> [To do]:
Please recast every entry below as a Markdown table with the columns Row and Line, numbering each line in order and leaving out blank lines.

>>>

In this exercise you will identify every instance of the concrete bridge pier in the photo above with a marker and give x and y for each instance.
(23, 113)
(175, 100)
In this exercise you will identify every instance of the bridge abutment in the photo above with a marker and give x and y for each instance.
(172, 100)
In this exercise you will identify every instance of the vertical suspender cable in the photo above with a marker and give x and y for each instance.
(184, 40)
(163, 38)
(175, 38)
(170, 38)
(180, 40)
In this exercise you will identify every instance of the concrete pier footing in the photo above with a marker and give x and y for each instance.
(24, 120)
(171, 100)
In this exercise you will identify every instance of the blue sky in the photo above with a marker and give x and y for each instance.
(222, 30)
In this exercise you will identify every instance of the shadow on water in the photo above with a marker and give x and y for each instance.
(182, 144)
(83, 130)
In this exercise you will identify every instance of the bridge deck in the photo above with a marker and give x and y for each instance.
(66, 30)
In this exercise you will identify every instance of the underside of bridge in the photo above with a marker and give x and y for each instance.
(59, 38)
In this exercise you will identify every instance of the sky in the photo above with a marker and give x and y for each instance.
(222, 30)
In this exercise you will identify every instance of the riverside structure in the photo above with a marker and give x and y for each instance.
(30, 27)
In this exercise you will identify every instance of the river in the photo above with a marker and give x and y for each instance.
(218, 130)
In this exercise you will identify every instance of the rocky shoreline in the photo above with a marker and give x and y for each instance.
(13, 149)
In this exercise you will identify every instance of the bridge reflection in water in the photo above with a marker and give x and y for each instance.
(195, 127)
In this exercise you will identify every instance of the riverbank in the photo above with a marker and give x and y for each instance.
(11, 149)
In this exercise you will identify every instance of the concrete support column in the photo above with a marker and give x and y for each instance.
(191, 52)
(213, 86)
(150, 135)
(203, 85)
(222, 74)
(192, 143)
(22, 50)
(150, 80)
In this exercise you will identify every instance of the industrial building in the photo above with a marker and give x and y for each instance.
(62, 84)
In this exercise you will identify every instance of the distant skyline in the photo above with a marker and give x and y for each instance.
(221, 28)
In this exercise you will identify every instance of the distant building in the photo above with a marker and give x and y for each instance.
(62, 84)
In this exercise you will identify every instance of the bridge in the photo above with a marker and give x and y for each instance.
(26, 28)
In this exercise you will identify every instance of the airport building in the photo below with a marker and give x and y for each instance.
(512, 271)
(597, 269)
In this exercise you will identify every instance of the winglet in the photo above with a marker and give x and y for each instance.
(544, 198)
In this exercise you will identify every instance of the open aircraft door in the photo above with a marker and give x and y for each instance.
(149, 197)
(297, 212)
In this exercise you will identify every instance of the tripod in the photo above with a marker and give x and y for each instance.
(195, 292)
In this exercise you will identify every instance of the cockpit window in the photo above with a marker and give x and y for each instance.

<<<

> [Result]:
| Row | Line |
|---|---|
| 1 | In this exercise you will identify every instance of the concrete bridge pier in the photo above with a marker and give x and y for each instance. |
| 2 | (23, 113) |
| 3 | (175, 100) |
| 4 | In this exercise you will identify every instance of the bridge abutment in the photo above with a marker and give x and y for each instance. |
| 5 | (172, 100) |
| 6 | In this exercise you will identify every instance of the vertical suspender cable in the photo above with a marker and give x and y for each instance. |
| 7 | (184, 40) |
| 8 | (163, 38) |
| 9 | (175, 38) |
| 10 | (170, 38) |
| 11 | (180, 40) |
| 12 | In this exercise you will identify every instance of the concrete pier footing in the photo above with a marker and give x and y for each instance. |
| 13 | (24, 120) |
| 14 | (171, 100) |
| 15 | In this exercise you will identify every instance of the blue sky in the photo above with a marker and give x and y for each instance. |
| 16 | (222, 30) |
| 17 | In this exercise you will identify every instance of the shadow on water in the photo above with a marker and give x and y for each instance. |
| 18 | (182, 144) |
| 19 | (83, 130) |
| 20 | In this exercise you will identify every instance of the bridge deck in the photo above with a marker and give x and y for each instance. |
| 21 | (66, 30) |
| 22 | In this exercise you will identify every instance of the underside of bridge in the photo above with a marker and give x and y for each instance. |
| 23 | (59, 38) |
| 24 | In this exercise you will identify every instance of the sky in the photo above with a marker and give x and y for each instance. |
| 25 | (222, 30) |
| 26 | In this exercise you will identify every instance of the riverside structure in the photo above with a marker and give x and y for each instance. |
| 27 | (30, 27) |
| 28 | In this exercise you will identify every instance of the river in the photo above with a marker and give x and y for each instance. |
| 29 | (218, 130) |
| 30 | In this exercise you will identify every instance of the rocky shoreline in the photo above with a marker and give x and y for each instance. |
| 31 | (13, 149) |
| 32 | In this exercise you will identify every instance of the bridge reflection in water in the photo above with a marker and give x and y for each instance. |
| 33 | (195, 127) |
| 34 | In this exercise you will identify every instance of the riverbank in the photo above with a marker and give x and y for each instance. |
| 35 | (11, 149) |
| 36 | In this exercise you will identify every instance of the concrete support column in the photo above with a marker and give x and y for each instance. |
| 37 | (191, 52) |
| 38 | (213, 86) |
| 39 | (150, 135) |
| 40 | (203, 85) |
| 41 | (222, 74) |
| 42 | (192, 143) |
| 43 | (22, 50) |
| 44 | (150, 80) |
| 45 | In this exercise you will identify every instance of the industrial building in the photo above with a marker and give x and y for each instance. |
| 46 | (62, 84) |
| 47 | In this exercise you will identify every instance of the distant skyline in the photo above with a marker and give x and y for each instance. |
| 48 | (221, 28) |
| 49 | In this exercise you will identify every instance of the distant building in the photo above with a marker and give x and y for each instance. |
| 50 | (62, 84) |
| 51 | In this exercise you will identify every instance of the bridge in the photo above with a marker and give x and y for each instance. |
| 52 | (26, 28) |
| 53 | In this exercise you will identify every instance of the airport building in the photo below with a marker and give x and y for each instance. |
| 54 | (512, 271) |
| 55 | (597, 269) |
| 56 | In this exercise you will identify every instance of the winglet in the photo above with a marker and give x and y for each instance. |
| 57 | (544, 198) |
| 58 | In this exercise you will identify every instance of the open aircraft door in the photo above with a marker and give x and y for each instance. |
| 59 | (149, 197) |
| 60 | (297, 212) |
| 61 | In this exercise you will identify every instance of the tripod in the photo above with a marker and give x and y for each instance. |
| 62 | (195, 292) |
| 63 | In this exercise you will identify every instance of the cockpit window in the photo above with a marker and give x and y for each instance. |